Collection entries
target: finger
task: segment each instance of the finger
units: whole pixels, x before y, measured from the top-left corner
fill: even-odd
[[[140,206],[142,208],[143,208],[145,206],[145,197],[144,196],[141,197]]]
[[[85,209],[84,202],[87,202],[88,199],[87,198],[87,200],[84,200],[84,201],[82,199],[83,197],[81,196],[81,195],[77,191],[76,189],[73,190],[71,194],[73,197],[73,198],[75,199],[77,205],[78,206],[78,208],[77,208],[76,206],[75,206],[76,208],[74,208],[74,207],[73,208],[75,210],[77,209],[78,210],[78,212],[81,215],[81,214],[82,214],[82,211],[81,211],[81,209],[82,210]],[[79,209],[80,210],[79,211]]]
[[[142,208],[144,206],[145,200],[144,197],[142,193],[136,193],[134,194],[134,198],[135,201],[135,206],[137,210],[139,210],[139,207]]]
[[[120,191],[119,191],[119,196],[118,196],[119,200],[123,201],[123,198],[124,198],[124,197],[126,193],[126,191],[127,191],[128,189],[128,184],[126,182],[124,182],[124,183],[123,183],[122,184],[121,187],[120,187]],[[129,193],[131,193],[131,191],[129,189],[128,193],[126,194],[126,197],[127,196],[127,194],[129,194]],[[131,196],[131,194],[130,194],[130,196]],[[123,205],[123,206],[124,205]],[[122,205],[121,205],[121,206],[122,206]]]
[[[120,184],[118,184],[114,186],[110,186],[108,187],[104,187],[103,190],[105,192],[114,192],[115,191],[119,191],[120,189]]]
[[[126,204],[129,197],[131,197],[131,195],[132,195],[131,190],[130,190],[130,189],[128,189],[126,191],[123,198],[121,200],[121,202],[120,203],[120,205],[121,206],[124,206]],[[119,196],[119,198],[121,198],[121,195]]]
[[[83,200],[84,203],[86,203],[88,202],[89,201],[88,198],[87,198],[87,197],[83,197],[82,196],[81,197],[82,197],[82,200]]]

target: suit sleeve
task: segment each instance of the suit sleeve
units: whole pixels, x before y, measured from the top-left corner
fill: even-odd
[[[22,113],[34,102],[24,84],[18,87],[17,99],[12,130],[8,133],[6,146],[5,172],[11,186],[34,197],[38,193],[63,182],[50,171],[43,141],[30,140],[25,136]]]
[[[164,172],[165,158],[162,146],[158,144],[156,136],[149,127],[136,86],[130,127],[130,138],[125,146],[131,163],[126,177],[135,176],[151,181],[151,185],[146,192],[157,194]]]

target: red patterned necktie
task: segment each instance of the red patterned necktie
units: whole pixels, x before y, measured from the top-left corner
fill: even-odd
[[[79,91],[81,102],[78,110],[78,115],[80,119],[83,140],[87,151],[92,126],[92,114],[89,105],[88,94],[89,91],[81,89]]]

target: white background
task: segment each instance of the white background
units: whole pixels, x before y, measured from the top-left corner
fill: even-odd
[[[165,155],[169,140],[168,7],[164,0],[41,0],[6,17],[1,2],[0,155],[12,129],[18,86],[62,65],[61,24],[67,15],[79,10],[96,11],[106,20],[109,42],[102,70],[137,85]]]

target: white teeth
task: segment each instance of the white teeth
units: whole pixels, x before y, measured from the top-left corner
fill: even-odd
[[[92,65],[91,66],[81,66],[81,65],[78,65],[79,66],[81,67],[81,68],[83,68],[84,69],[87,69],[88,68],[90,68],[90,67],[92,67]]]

What the task requires
Present the material above as a two-column CSV with the header columns request and outlines. Give one row per request, putting its text and its answer each in a single quoted field with line breaks replaced by spaces.

Answer below
request,outlines
"target: finger task: segment each instance of the finger units: whole pixels, x before y, measured from the top-left corner fill: even-odd","[[[140,206],[142,208],[143,208],[145,206],[145,197],[144,196],[141,197]]] [[[85,209],[84,202],[87,202],[88,199],[87,198],[87,200],[84,200],[84,201],[82,199],[83,197],[81,196],[81,195],[77,191],[76,189],[73,190],[71,194],[73,197],[73,198],[75,199],[77,205],[78,206],[78,208],[77,208],[76,206],[75,206],[76,208],[74,208],[74,207],[73,208],[75,210],[77,209],[78,210],[78,212],[81,215],[81,214],[82,214],[82,211],[81,211],[81,209],[82,210]],[[79,209],[80,210],[79,211]]] [[[142,208],[144,206],[145,200],[144,197],[142,193],[136,193],[134,194],[134,198],[135,201],[135,206],[137,210],[139,210],[139,207]]] [[[120,191],[119,191],[119,196],[118,196],[119,200],[123,201],[123,198],[124,198],[124,197],[126,193],[126,191],[127,191],[128,189],[128,184],[126,182],[124,182],[124,183],[123,183],[122,184],[121,187],[120,187]],[[129,193],[131,193],[131,191],[129,189],[128,193],[126,194],[126,197],[127,196],[127,194],[129,194]],[[131,196],[131,194],[130,194],[130,196]],[[123,205],[123,206],[124,205]],[[122,205],[121,205],[121,206],[122,206]]] [[[120,184],[118,184],[114,186],[110,186],[108,187],[104,187],[103,190],[105,192],[114,192],[115,191],[119,191],[120,189]]] [[[126,204],[129,197],[131,197],[131,195],[132,195],[131,190],[130,190],[130,189],[128,189],[126,191],[123,198],[121,200],[121,202],[120,203],[120,205],[121,206],[124,206]],[[119,196],[119,198],[121,198],[121,195]]] [[[83,200],[84,203],[86,203],[88,202],[89,201],[88,198],[87,198],[87,197],[83,197],[82,196],[81,197],[82,197],[82,200]]]"
"target: suit sleeve task: segment each instance of the suit sleeve units: whole pixels, x before y, measured from the top-left corner fill: even-odd","[[[22,113],[34,102],[24,84],[18,87],[17,99],[12,130],[8,133],[6,146],[5,172],[11,186],[34,197],[38,193],[63,182],[50,171],[43,141],[30,140],[25,136]]] [[[164,172],[165,158],[162,146],[158,144],[156,136],[149,127],[136,86],[130,127],[130,138],[125,146],[131,163],[126,177],[135,176],[151,181],[151,185],[146,192],[157,194]]]"
"target: red patterned necktie task: segment each instance of the red patterned necktie units: whole pixels, x before y, measured from the top-left corner fill: even-odd","[[[79,91],[81,102],[78,110],[78,115],[80,119],[83,140],[87,151],[92,126],[92,114],[89,105],[88,94],[89,91],[81,89]]]"
"target: white background task: segment each instance of the white background units: whole pixels, x before y, measured from the top-left corner fill: even-odd","[[[165,155],[169,140],[168,7],[164,0],[41,0],[6,17],[1,2],[0,155],[12,129],[18,86],[62,65],[61,24],[67,15],[79,10],[96,11],[106,20],[109,42],[102,70],[137,85]]]"
"target: white teeth task: segment each instance of the white teeth units: whole pixels, x before y, measured from the top-left corner fill: even-odd","[[[92,65],[91,66],[81,66],[81,65],[78,65],[79,66],[81,67],[81,68],[83,68],[84,69],[87,69],[88,68],[90,68],[90,67],[92,67]]]"